__TASKS FOR THIS EXERCISE__.
1. From the forum post below on throttle and elevator, extract the stretch from "Well..yeah...for a brief" through "becoming less dramatic.".
2. In the forum post below on throttle and elevator, list every improvement the writer says came from grasping the idea about angle of attack and airspeed.
3. According to the forum post below on throttle and elevator, what does the writer say the recommended book costs?

__PAGE EXTRACT__.
At risk of starting another of RCU's famous "You're wrong, I'm right aerodynamics arguments" the whole "at any given angle of attack the airplane will fly at a constant airspeed of X" has been, for me at least, THE single biggest key to understanding why an airplane does what it does in ANY situation. My maneuvers got cleaner and smoother in full scale aircraft, my full scale landings improved dramatically, my precision RC flying took huge strides, and I even figured out how to fly a heli...ALL nearly "overnight", simply by grasping this.

First, as I've done in several threads before, let me HIGHLY recommend [link=http://www.amazon.com/Stick-Rudder-Explanation-Art-Flying/dp/0070362408]Stick and Rudder: An Explanation of the Art of Flying by Wolfgang Langewiesche [/link]. It will, imo, be the best $17 you EVER spend in aviation...scale, rc, or otherwise. Pretty much everything I'm about to say comes directly from that book.

You've probably heard people say that, when landing (RC or scale), you use the THROTTLE to control altitude, not airspeed, and use the ELEVATOR to control airspeed, not altitude. That is a true statement.

Now..the airplane doesn't KNOW it's landing. It's not self aware, it doesn't say "oh, look, here comes the runway, I must be getting ready to land". So, it's not as if the airplane suddenly becomes this "throttle=altitude, elevator=airspeed" machine. If that correlation is true for landing, it must be, by definition, true for EVERY phase of flight.

And it is.

Whether we accept to believe it or not, the LEFT stick...that is, the THROTTLE...is our up/down stick. The RIGHT stick...the elevator...is our speed up/slow down stick.

Yeah, I know...bull-****. I pull back on the right stick, airplane goes up. I push the left stick forward, airplane goes faster.

Well..yeah...for a brief time. Of course, the problem is that, except for those guys who follow their airplane from the back of a truck...a "brief time" is all we RC guys have. Before we ever have a chance to see the truth of the matter, we're at the other end of the field, and making a turn.

If you have the chance, however, try the following in a scale bird:

Establish straight and level flight at airspeed X. Trim for hands off.
Now...increase power slightly.
First, the airplane will speed up a bit...
Then, for some 'unknown" reason, it starts slowing down....and climbing.
This sequence will repeat a couple times...climb, stop climbing speed up...climb again...each time the "change" becoming less dramatic.

__PROVIDED RECORDS__.
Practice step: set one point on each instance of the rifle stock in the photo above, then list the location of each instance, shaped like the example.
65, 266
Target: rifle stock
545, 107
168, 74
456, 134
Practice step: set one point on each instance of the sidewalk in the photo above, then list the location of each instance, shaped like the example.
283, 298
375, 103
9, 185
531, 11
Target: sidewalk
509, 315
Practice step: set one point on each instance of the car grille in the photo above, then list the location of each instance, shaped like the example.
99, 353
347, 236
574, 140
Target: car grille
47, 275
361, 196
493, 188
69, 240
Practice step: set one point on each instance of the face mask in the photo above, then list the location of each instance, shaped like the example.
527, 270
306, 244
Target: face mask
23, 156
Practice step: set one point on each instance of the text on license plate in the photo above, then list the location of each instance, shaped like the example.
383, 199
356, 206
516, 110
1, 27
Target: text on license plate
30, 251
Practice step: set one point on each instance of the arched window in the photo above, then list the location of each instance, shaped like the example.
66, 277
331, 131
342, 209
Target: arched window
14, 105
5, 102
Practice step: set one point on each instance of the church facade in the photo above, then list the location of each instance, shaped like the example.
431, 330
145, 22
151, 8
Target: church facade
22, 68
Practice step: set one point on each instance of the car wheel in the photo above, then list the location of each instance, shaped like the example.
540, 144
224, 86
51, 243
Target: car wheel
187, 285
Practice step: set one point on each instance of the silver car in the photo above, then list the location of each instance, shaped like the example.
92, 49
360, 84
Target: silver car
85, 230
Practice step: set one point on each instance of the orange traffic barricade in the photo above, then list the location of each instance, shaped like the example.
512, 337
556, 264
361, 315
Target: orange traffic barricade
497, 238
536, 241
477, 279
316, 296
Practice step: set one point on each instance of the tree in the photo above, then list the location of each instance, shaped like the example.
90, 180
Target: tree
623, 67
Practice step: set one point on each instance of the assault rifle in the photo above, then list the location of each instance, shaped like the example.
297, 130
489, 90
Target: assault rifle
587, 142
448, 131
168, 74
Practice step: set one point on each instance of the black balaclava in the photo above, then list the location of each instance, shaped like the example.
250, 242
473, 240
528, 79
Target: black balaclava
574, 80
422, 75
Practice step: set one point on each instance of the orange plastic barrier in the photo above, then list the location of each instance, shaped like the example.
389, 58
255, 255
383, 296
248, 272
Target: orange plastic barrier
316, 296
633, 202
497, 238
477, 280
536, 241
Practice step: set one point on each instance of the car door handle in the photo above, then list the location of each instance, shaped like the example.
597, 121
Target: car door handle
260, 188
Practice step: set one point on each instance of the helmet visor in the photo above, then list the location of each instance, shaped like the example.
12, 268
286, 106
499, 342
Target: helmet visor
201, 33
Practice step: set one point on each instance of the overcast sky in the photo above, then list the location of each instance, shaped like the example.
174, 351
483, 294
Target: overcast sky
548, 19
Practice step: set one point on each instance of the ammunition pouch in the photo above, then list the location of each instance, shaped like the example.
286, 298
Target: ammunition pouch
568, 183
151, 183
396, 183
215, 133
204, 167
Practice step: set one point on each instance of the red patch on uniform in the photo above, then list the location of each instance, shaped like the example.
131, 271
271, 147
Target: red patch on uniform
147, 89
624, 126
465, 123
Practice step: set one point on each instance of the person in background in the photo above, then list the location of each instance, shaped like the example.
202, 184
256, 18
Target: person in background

__SOLUTIONS FOR EACH TASK__.
1.
Well..yeah...for a brief time. Of course, the problem is that, except for those guys who follow their airplane from the back of a truck...a "brief time" is all we RC guys have. Before we ever have a chance to see the truth of the matter, we're at the other end of the field, and making a turn.

If you have the chance, however, try the following in a scale bird:

Establish straight and level flight at airspeed X. Trim for hands off.
Now...increase power slightly.
First, the airplane will speed up a bit...
Then, for some 'unknown" reason, it starts slowing down....and climbing.
This sequence will repeat a couple times...climb, stop climbing speed up...climb again...each time the "change" becoming less dramatic.

2.
- Cleaner and smoother maneuvers in full scale aircraft
- Much better full scale landings
- Huge strides in precision RC flying
- Figuring out how to fly a heli

3. $17.